In the data that follows, give the number of lines containing the word "rough". Offer no additional comment.
-- AVAILABLE RECORDS follows --
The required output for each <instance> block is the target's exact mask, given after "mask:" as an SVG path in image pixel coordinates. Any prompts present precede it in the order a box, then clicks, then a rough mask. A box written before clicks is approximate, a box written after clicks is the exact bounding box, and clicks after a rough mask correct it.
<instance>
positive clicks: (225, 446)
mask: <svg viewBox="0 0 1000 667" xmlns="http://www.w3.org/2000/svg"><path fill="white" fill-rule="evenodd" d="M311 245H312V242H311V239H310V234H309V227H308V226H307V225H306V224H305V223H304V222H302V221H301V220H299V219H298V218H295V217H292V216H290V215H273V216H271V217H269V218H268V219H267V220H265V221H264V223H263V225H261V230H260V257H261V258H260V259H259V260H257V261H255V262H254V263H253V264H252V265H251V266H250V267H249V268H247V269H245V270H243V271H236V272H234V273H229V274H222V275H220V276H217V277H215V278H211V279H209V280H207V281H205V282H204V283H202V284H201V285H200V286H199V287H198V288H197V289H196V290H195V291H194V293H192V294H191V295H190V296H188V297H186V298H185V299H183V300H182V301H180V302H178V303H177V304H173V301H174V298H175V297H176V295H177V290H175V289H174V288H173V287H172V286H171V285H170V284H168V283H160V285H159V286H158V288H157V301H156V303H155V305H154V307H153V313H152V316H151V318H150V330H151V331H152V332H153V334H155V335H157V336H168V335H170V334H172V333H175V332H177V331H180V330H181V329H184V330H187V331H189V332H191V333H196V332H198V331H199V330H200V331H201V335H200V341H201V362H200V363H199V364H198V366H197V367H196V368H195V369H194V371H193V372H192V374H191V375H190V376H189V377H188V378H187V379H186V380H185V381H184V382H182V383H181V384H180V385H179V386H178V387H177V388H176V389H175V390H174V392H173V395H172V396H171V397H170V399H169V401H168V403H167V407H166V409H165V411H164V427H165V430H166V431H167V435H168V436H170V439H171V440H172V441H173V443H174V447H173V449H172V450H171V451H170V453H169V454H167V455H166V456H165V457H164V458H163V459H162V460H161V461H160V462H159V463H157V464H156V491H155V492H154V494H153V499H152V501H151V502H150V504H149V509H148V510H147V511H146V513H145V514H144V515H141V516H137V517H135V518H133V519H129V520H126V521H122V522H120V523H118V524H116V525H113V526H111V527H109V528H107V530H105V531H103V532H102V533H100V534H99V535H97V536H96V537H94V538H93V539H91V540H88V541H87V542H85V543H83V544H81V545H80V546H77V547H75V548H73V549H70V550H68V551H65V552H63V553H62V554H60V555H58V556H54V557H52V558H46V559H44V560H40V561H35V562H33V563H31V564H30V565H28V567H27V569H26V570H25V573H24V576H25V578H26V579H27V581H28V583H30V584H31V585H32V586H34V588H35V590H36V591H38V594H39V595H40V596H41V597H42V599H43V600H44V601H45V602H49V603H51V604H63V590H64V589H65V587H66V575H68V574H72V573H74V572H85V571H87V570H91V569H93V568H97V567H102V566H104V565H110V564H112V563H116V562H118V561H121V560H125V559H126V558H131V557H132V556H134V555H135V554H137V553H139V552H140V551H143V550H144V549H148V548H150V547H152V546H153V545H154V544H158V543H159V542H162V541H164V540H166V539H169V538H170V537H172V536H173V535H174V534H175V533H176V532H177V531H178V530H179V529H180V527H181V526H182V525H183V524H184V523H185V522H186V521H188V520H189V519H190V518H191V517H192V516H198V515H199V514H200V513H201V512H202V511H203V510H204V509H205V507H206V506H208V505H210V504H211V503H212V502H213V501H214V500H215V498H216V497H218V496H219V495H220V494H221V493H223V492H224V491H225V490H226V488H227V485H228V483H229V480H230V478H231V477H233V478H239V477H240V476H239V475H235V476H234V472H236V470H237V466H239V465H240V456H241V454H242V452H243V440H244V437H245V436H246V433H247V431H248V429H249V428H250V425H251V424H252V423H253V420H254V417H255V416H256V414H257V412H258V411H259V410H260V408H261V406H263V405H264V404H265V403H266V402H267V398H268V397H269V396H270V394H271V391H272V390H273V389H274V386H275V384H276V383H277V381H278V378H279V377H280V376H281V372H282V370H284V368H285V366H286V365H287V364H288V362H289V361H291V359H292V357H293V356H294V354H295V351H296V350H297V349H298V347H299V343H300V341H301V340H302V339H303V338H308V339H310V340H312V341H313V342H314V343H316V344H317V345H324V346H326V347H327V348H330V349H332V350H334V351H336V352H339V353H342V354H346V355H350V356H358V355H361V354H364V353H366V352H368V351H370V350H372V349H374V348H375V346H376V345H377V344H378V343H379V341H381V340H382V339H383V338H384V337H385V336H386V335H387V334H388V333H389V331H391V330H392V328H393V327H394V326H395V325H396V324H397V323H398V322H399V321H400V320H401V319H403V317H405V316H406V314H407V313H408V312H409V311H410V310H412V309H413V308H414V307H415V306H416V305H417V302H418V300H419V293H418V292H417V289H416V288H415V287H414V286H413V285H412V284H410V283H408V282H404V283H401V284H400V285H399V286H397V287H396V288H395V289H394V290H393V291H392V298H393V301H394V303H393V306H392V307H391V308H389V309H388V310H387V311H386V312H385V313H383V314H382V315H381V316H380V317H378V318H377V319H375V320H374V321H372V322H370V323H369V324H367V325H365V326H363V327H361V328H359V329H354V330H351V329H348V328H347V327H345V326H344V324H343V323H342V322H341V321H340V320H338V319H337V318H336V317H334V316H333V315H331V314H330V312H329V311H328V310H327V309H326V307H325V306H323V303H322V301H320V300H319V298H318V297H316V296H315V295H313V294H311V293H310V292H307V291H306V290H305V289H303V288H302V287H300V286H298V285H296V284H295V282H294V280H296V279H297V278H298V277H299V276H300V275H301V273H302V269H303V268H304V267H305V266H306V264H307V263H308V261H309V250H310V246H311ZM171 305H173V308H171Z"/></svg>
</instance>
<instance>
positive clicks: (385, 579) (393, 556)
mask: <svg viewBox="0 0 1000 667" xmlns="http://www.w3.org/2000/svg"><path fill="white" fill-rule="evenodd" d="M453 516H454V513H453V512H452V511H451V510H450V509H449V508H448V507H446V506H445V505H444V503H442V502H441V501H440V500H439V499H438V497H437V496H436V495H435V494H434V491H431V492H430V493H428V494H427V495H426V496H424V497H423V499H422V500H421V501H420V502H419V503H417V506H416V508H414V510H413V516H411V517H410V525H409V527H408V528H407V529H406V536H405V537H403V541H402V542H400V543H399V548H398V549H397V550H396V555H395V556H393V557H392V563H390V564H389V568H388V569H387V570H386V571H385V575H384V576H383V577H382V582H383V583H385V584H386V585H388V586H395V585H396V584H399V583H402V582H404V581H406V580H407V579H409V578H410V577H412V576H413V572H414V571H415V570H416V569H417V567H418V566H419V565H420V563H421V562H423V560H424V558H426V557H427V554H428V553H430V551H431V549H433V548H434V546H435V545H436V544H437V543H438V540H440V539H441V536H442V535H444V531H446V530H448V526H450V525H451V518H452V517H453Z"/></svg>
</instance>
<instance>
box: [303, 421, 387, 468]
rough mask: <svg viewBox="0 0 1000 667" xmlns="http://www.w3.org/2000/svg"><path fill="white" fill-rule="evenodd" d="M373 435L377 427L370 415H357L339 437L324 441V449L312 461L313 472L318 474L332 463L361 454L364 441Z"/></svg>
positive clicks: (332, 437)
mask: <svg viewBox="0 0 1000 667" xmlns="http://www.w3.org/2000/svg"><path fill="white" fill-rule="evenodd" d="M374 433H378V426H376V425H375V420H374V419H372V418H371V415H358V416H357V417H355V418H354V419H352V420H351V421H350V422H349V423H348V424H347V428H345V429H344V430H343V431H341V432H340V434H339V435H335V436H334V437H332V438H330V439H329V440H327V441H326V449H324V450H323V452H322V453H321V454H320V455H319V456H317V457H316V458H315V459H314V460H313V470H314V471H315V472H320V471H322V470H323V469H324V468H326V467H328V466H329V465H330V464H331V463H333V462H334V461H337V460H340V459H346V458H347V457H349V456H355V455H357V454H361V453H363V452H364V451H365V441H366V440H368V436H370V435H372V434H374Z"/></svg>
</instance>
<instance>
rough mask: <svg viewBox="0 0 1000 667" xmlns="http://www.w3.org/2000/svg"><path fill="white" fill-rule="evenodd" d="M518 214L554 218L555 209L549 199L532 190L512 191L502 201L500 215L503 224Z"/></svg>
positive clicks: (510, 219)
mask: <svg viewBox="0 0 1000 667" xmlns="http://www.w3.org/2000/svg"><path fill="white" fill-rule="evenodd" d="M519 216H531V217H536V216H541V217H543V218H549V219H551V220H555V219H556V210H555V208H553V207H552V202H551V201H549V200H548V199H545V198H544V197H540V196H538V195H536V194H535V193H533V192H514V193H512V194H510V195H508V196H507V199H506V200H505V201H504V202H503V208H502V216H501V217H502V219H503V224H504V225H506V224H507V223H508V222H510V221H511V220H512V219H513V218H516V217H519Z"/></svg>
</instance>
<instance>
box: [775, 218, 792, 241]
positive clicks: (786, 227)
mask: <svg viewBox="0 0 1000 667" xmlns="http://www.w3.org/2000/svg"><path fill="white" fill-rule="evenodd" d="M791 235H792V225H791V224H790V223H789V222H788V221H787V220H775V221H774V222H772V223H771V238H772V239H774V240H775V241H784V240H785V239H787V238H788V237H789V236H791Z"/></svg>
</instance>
-- AVAILABLE RECORDS concluded --
→ RESULT OF THE TASK
3